• Problem details:
Report the lines of the data below that contain the string "marker".

Natural language region descriptions
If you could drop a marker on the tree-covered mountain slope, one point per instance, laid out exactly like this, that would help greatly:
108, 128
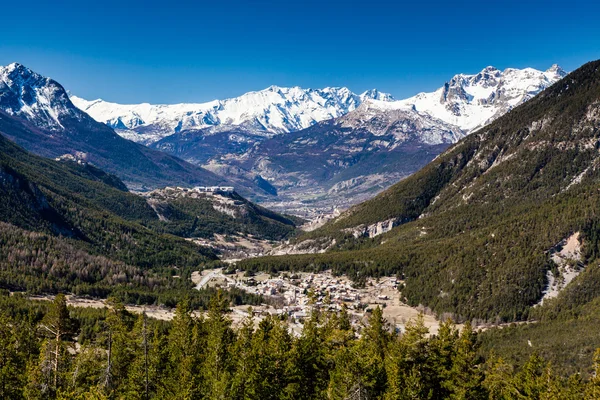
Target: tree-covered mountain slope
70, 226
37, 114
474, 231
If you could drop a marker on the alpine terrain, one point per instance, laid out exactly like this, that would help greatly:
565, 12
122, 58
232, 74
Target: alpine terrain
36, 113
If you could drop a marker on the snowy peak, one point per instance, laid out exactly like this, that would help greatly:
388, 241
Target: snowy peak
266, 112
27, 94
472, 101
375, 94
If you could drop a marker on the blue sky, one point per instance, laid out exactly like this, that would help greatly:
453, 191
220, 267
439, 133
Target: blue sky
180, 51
---
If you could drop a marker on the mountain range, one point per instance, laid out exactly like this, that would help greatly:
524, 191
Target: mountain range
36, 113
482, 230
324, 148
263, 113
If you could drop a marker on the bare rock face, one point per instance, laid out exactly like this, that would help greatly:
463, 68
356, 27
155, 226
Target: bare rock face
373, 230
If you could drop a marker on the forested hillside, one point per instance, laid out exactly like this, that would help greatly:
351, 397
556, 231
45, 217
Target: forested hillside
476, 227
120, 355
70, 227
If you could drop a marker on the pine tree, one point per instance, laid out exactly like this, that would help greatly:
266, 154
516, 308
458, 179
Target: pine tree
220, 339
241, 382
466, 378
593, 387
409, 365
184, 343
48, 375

• Task solution:
If you could drop a marker on the tree-covered mountain slope, one point per instance, laid out exactly like this, that would help greatly:
If you could drop a marker on the alpine terrain, one point per instance, laid out exactly like this, that would help greatly:
If you could drop a marker on the snowy peak, one point per instance, laid out exactly like this, that would help greatly:
If you could drop a marker on the blue sky, one point per instance, laid out exactly like this, that would help greatly:
If you could drop a marker on the mountain range, one point per instance, laid out exactly like this, that would help greatly:
If you could drop a marker on the bare rock face, one point per instance, laid out exactly like this, that would help greatly:
If you could drop a marker on the forested hillside, one point per instance, laid out exactly like this, that would help greatly:
If you could drop a marker on the pine tree, one point per instance, laid out exactly like this, that would help greatly:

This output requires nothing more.